TASK TO CARRY OUT: Output only this range of the data below: the line that contains "Target: lush green lawn" through the final line, both ends included, each retyped exactly.

DATA LISTING:
Segment Open

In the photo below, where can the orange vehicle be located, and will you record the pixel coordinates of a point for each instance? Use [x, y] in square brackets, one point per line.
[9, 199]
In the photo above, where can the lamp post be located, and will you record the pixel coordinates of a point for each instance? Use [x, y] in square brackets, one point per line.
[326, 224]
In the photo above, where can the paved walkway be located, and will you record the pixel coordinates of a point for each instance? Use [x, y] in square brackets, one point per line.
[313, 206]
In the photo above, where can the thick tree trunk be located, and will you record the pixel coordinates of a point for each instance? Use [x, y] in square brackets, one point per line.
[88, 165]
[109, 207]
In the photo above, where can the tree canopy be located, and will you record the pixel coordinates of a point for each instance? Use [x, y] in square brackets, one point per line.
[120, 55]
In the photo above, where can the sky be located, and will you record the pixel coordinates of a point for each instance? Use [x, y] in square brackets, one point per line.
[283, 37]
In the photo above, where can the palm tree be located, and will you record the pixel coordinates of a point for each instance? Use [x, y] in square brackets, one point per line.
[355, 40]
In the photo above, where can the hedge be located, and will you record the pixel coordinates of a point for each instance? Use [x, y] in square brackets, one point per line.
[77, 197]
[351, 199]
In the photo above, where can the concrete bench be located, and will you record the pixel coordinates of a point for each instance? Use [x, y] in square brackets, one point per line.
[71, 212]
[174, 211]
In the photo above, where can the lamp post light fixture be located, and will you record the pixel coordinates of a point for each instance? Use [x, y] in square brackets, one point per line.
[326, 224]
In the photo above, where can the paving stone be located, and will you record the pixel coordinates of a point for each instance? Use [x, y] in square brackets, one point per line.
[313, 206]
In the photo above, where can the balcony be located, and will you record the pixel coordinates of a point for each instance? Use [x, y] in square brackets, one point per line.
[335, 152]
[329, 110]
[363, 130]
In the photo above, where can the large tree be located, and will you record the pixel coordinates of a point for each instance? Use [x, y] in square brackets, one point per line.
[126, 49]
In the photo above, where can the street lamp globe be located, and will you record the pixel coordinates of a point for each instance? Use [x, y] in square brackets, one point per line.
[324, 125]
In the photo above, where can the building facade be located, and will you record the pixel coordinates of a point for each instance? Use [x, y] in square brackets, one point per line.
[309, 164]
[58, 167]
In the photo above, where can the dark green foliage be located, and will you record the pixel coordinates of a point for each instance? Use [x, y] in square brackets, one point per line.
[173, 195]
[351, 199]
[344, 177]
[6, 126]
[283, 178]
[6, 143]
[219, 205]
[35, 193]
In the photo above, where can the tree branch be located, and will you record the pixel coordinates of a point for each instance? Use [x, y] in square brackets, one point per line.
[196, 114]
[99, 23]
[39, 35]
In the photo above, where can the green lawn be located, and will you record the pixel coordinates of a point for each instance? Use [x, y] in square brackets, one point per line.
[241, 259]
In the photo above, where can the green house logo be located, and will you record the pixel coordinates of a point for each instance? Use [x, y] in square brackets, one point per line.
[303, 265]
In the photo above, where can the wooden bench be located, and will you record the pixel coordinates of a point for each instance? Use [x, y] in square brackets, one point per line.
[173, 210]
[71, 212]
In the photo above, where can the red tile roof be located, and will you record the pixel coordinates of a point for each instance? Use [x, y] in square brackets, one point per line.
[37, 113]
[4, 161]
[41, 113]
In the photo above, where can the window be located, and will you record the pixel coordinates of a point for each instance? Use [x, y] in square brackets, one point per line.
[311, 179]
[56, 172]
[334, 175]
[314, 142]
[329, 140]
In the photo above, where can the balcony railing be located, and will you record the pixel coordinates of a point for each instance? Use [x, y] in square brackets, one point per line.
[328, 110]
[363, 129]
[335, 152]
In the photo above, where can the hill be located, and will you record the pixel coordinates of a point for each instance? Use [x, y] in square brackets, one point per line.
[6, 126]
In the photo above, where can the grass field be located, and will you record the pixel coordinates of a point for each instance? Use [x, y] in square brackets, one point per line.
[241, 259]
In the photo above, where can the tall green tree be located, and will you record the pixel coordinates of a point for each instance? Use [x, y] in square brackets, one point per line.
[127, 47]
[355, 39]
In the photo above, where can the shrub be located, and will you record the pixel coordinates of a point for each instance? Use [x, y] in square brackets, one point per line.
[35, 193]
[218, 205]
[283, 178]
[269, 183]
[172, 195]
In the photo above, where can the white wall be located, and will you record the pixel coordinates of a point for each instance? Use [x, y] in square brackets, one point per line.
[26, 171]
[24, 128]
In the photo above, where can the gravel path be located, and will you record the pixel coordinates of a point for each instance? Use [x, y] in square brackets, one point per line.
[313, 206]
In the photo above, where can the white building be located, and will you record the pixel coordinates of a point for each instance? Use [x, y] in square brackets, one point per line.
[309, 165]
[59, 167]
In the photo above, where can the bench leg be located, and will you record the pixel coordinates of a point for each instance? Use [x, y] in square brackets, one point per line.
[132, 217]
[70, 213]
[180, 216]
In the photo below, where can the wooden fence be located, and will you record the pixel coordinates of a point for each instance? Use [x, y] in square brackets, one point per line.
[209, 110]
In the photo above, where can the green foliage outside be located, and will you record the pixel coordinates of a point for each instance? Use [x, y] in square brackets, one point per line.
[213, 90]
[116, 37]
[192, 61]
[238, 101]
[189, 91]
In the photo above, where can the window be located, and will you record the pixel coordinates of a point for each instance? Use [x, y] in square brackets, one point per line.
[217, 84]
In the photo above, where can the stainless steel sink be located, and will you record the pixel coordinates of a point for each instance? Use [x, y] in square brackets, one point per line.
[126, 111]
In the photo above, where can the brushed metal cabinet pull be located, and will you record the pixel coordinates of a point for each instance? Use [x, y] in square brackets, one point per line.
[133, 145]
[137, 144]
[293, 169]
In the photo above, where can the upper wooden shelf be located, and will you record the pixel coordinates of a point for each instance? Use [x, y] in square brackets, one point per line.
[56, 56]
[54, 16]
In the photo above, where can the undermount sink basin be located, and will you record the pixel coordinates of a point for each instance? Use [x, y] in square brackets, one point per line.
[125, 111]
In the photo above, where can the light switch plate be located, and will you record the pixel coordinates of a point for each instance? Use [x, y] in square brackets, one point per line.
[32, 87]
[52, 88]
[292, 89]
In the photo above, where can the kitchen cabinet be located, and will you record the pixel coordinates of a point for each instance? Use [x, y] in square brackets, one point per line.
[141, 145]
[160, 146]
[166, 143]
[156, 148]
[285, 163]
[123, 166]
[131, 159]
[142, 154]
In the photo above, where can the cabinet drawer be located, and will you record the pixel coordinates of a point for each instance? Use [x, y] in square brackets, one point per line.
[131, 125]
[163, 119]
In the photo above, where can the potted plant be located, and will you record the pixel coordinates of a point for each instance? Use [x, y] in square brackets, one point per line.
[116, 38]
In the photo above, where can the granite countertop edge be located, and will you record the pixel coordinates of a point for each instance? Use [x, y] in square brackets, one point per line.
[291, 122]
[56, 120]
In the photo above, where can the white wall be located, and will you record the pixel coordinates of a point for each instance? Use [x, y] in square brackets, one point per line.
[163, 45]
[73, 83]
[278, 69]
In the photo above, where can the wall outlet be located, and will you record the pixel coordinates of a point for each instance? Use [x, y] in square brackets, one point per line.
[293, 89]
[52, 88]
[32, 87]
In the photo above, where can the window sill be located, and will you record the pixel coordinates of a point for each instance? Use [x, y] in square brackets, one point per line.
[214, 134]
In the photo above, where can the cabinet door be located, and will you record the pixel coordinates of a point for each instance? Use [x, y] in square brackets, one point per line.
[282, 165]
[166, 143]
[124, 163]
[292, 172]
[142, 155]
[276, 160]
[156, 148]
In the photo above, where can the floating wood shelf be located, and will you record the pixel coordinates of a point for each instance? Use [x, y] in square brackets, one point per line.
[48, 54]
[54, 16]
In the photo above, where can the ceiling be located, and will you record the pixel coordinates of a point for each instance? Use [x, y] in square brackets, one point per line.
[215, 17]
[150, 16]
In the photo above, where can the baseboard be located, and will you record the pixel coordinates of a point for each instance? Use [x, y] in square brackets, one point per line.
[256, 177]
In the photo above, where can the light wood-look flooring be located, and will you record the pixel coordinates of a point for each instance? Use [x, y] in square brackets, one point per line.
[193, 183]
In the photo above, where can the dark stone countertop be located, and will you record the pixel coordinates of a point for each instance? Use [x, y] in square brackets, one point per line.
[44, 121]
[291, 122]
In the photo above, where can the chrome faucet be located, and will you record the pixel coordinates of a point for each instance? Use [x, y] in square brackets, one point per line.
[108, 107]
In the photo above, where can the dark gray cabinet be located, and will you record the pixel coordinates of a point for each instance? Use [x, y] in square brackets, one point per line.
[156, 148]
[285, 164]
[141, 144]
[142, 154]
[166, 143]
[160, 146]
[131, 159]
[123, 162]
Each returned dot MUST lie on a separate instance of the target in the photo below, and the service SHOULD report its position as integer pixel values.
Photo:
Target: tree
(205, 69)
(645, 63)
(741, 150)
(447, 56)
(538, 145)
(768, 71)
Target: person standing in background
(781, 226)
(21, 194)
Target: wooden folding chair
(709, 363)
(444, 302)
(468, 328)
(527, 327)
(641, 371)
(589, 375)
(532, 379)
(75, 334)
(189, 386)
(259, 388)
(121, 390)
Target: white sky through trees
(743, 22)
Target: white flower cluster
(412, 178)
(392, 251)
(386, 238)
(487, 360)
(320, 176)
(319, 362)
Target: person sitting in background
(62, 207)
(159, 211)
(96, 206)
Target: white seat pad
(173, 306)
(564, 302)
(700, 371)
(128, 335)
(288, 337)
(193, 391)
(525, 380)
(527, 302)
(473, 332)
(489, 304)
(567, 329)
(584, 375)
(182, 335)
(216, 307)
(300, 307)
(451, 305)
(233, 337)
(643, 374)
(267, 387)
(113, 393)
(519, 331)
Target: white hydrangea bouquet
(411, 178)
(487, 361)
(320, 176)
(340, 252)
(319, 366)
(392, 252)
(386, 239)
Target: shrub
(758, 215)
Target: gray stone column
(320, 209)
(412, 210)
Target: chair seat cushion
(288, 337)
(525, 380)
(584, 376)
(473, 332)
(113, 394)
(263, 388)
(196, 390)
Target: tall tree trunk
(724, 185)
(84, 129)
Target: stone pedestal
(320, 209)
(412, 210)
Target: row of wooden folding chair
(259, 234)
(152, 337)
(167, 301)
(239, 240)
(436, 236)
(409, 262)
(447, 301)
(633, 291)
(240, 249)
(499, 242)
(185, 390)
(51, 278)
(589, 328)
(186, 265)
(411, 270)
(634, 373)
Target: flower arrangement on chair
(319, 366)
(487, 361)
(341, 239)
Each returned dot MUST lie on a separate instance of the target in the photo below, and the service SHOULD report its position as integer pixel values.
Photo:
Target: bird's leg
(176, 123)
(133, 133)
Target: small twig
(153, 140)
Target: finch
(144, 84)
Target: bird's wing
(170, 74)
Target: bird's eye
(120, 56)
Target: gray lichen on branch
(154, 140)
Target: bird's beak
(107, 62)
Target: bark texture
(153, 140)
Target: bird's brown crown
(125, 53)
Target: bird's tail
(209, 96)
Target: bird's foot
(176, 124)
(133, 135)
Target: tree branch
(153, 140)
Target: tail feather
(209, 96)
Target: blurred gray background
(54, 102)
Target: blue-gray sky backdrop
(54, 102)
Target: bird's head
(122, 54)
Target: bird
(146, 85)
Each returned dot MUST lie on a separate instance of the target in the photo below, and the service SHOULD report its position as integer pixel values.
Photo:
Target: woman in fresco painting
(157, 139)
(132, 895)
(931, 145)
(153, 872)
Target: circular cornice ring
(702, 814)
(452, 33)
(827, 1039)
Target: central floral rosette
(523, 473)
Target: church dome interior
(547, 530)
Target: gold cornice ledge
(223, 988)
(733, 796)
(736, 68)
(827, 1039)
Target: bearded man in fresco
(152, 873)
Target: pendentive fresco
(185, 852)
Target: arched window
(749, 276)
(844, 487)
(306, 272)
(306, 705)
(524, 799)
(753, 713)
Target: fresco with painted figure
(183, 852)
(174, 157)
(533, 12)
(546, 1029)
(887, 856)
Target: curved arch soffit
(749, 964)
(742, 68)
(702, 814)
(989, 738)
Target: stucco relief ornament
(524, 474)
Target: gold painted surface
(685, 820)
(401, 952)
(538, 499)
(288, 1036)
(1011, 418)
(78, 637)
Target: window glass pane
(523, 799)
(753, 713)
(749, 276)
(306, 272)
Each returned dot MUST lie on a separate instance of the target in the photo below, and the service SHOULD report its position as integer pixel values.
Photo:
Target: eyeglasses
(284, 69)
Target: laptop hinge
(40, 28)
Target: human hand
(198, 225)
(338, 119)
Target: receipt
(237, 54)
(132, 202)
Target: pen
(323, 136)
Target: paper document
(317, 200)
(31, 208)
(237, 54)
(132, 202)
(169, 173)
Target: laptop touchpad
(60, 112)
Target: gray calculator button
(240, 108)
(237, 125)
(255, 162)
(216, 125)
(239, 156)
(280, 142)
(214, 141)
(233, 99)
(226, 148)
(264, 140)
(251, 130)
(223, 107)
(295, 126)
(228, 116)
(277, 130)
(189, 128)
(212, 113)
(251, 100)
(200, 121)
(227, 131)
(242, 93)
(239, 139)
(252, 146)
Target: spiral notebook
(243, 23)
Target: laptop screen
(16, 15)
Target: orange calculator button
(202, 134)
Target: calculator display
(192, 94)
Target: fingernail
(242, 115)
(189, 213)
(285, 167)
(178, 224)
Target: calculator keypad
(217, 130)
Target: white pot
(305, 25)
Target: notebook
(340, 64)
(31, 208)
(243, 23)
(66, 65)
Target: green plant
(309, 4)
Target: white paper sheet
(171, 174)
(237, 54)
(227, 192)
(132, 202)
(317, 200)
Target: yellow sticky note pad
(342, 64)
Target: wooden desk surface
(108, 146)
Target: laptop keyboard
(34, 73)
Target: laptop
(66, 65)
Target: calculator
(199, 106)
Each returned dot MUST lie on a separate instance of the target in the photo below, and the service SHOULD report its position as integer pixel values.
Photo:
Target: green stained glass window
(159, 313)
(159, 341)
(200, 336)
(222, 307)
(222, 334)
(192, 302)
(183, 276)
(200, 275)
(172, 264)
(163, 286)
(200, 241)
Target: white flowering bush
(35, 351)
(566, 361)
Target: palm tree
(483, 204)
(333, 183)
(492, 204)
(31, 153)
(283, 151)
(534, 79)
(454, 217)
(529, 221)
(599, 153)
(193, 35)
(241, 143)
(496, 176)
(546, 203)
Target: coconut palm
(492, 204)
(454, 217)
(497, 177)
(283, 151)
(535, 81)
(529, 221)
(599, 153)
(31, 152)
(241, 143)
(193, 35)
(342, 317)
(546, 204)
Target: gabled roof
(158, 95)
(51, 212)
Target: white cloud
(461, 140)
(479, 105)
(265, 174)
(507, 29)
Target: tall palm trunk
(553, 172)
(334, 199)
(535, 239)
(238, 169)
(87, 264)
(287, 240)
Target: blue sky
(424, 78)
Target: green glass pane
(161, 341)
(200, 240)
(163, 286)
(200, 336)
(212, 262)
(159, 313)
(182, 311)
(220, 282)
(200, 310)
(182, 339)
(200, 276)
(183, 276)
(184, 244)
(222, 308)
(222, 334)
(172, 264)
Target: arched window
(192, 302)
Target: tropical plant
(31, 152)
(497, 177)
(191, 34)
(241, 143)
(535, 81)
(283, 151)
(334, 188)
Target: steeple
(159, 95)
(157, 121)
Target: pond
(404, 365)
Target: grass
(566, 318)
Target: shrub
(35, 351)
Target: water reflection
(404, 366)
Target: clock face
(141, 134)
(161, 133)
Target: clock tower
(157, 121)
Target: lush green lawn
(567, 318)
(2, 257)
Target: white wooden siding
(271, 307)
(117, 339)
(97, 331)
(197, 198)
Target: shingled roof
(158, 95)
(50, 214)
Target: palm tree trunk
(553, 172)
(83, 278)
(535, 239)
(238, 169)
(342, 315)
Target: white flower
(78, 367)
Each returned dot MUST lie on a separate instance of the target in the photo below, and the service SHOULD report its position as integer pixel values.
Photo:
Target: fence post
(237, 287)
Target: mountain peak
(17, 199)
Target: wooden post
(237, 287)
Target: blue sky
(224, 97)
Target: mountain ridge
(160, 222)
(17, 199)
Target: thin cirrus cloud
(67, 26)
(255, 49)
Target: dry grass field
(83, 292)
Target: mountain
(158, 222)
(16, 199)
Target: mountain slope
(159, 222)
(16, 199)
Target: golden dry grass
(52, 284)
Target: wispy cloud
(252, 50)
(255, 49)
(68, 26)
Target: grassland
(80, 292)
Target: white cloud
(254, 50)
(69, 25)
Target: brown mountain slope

Segment Closed

REPLY:
Target: lush green lawn
(567, 318)
(2, 257)
Target: white wooden siding
(271, 307)
(117, 339)
(97, 331)
(197, 198)
Target: shingled roof
(158, 95)
(50, 214)
Target: palm tree trunk
(553, 172)
(83, 278)
(535, 239)
(238, 169)
(342, 315)
Target: white flower
(78, 367)
Each returned dot MUST lie on a separate instance of the target in the photo below, and the service SHOULD report its position as integer pixel values.
Photo:
Target: fence post
(237, 287)
Target: mountain peak
(17, 199)
Target: wooden post
(237, 287)
Target: blue sky
(224, 97)
Target: mountain ridge
(160, 222)
(17, 199)
Target: thin cirrus cloud
(67, 26)
(255, 49)
Target: dry grass field
(83, 292)
Target: mountain
(158, 222)
(16, 199)
Target: mountain slope
(159, 222)
(16, 199)
Target: golden dry grass
(52, 284)
Target: wispy cloud
(252, 50)
(255, 49)
(68, 26)
Target: grassland
(80, 292)
Target: white cloud
(254, 50)
(69, 25)
Target: brown mountain slope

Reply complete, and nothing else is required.